:: Exercise instructions ::
Please return every line in the entries below with the word "container" in it.

:: Data provided ::
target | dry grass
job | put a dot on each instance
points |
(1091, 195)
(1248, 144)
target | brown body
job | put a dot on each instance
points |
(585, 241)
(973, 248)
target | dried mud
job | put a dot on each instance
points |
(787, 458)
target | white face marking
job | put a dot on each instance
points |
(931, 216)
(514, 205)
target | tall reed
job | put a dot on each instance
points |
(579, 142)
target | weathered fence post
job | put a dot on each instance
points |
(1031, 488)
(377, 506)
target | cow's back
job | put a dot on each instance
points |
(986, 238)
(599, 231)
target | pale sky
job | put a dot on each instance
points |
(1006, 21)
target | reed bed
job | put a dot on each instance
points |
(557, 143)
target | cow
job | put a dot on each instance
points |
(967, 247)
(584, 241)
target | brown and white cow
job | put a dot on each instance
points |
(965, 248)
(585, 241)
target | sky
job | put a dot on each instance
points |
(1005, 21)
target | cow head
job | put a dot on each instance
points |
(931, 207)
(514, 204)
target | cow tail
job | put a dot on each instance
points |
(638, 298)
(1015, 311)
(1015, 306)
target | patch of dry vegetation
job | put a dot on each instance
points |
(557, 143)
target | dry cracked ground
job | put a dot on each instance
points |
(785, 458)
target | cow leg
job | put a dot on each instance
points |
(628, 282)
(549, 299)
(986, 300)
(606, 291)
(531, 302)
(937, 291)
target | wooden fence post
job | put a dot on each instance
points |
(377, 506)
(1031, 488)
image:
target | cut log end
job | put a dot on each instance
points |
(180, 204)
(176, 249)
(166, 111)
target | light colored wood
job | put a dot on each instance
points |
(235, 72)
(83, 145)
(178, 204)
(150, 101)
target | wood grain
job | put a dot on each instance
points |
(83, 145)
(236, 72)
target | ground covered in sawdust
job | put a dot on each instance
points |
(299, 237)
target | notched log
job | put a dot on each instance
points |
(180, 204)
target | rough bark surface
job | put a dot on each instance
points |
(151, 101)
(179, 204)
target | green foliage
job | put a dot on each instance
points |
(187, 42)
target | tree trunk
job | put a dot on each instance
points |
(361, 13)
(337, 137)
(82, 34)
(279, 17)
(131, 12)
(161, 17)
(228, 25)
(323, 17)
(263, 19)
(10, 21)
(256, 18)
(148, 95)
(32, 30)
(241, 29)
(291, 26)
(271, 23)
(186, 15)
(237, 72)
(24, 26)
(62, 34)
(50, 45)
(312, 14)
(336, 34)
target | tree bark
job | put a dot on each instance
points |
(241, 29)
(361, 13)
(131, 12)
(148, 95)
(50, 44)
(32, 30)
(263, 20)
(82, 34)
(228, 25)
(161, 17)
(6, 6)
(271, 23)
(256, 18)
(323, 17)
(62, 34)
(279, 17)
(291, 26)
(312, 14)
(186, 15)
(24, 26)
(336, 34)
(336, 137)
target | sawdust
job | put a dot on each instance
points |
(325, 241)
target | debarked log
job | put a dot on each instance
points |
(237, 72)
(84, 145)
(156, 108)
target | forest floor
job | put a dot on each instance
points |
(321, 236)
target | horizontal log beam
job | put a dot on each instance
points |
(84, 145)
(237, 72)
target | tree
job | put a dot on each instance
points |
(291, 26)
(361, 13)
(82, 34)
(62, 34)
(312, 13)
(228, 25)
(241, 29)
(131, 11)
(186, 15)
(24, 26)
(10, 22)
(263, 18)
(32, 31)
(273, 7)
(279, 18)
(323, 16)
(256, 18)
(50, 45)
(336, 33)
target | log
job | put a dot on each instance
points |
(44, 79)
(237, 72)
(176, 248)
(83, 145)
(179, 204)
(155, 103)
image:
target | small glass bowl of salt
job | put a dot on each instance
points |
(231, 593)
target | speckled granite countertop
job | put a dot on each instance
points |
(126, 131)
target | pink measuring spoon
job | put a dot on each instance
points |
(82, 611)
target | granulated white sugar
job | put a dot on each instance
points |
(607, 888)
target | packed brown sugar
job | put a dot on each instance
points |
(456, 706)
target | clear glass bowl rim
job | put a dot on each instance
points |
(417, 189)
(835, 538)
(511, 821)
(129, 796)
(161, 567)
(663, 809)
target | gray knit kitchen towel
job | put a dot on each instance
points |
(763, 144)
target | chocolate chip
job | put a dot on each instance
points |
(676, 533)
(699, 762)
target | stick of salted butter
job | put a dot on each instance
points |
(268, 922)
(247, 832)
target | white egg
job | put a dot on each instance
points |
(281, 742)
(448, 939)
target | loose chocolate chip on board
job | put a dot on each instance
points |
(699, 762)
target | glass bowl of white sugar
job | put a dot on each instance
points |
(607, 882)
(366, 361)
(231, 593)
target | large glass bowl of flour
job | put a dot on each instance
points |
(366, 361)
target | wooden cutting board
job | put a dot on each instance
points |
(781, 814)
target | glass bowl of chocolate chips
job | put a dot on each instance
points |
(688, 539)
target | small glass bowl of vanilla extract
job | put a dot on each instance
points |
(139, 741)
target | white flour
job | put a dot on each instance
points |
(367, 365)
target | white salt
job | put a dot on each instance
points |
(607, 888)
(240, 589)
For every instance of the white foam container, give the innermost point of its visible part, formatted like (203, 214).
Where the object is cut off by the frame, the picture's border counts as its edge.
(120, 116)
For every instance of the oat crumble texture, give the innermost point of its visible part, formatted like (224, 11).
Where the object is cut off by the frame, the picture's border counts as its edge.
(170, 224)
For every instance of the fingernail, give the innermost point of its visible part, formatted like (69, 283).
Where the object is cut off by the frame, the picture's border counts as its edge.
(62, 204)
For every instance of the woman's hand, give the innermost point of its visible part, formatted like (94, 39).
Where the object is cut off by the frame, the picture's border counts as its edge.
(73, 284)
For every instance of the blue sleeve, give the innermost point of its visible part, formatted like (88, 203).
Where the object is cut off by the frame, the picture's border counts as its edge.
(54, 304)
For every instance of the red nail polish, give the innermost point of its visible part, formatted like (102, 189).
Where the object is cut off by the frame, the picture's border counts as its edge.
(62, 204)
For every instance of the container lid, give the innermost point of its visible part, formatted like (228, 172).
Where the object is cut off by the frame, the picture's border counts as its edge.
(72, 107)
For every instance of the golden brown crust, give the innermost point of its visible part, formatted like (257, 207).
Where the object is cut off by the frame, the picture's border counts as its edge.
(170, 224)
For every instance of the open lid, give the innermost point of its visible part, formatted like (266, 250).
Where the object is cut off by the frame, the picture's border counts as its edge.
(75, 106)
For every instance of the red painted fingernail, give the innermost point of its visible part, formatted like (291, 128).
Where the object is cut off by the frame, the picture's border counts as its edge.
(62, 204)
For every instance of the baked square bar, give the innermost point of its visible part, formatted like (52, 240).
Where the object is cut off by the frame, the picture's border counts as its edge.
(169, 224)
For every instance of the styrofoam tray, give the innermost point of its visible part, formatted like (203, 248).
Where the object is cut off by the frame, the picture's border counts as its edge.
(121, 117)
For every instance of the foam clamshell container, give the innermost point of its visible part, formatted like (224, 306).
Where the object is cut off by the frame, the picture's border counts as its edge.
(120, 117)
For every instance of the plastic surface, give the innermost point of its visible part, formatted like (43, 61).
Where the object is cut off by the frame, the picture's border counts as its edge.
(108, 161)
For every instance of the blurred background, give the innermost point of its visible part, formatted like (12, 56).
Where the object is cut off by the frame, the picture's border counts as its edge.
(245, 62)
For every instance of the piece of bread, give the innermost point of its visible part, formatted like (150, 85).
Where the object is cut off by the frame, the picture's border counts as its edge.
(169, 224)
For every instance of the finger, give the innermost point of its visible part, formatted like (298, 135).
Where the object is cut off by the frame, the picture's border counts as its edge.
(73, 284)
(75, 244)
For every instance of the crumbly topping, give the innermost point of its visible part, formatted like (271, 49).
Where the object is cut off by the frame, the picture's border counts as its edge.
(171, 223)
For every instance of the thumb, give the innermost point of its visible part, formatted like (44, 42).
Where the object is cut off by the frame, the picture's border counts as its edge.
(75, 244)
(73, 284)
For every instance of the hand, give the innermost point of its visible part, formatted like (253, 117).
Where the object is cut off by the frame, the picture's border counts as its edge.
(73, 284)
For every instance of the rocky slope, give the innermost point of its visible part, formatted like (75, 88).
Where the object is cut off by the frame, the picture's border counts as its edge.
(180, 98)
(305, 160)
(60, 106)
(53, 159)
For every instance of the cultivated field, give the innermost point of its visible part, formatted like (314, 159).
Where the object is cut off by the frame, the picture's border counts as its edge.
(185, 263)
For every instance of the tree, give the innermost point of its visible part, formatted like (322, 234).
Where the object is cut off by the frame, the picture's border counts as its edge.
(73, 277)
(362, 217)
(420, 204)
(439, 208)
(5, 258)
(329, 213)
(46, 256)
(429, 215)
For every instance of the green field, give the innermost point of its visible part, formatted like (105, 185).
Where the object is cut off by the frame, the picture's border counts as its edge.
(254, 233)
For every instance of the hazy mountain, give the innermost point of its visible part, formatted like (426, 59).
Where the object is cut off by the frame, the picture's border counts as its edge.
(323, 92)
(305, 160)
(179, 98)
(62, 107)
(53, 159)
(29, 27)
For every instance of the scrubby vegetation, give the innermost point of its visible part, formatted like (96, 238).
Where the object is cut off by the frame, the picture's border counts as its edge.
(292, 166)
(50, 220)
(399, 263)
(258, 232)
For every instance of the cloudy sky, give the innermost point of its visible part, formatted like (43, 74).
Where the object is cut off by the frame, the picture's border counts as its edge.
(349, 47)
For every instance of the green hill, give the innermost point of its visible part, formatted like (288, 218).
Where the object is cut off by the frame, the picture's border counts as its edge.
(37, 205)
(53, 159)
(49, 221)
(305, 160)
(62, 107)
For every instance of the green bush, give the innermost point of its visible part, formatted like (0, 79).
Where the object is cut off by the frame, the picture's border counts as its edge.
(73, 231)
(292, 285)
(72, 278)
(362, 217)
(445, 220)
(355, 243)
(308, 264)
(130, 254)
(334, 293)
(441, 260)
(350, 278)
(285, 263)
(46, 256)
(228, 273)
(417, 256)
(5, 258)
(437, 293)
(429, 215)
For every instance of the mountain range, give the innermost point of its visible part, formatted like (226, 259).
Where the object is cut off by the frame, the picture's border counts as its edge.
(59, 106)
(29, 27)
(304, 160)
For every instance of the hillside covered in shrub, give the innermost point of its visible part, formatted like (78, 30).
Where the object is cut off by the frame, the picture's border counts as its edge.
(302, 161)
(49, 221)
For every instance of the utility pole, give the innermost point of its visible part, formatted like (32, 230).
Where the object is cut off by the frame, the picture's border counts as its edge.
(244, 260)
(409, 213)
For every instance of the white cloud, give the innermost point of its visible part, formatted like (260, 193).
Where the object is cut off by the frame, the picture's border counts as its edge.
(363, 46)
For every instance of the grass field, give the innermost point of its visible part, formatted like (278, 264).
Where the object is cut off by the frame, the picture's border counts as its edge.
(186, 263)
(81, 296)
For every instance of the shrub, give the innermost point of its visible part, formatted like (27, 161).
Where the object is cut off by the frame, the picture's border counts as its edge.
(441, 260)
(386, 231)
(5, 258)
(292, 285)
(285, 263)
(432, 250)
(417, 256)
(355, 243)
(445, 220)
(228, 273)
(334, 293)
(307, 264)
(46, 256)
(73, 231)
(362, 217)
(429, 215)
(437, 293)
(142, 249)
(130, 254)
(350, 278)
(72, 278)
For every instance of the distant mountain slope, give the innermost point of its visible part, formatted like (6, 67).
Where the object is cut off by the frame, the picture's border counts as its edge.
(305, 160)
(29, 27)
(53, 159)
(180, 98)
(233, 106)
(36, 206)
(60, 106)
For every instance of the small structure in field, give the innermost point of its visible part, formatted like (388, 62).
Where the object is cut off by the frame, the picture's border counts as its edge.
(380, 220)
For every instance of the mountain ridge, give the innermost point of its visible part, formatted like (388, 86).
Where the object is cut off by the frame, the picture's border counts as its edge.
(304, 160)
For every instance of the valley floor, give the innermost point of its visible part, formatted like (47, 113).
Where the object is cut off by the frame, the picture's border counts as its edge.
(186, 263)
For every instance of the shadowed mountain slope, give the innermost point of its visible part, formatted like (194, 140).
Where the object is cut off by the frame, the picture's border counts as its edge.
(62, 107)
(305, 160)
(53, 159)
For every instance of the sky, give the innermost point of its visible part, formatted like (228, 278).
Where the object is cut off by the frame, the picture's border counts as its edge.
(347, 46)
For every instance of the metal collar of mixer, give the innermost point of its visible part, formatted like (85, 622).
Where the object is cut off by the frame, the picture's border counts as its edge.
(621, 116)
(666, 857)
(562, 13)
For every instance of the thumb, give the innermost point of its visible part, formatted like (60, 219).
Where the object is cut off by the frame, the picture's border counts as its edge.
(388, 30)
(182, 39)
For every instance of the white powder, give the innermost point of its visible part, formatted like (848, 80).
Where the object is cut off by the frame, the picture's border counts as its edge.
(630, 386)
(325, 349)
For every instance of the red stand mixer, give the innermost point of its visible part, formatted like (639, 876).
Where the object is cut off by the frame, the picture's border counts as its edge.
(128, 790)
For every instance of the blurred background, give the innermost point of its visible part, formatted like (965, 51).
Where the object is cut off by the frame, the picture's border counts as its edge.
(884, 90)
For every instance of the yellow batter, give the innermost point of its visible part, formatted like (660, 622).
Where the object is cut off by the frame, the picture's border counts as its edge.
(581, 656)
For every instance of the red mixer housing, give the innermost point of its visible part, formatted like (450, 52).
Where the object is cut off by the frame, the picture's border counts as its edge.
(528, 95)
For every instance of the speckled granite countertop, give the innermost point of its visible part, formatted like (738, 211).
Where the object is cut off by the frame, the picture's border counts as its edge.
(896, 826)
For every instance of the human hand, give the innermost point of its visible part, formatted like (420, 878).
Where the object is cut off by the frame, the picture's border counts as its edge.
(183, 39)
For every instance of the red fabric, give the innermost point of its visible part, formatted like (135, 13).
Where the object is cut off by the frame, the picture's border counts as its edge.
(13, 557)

:: Written solution ::
For every instance of the white foam container, give the innermost point of its visible part, formatted like (203, 214).
For every instance of the container lid, give the innermost point of its visible part, formatted like (228, 172).
For every instance of the foam clamshell container, give the innermost point of its visible part, formatted like (224, 306).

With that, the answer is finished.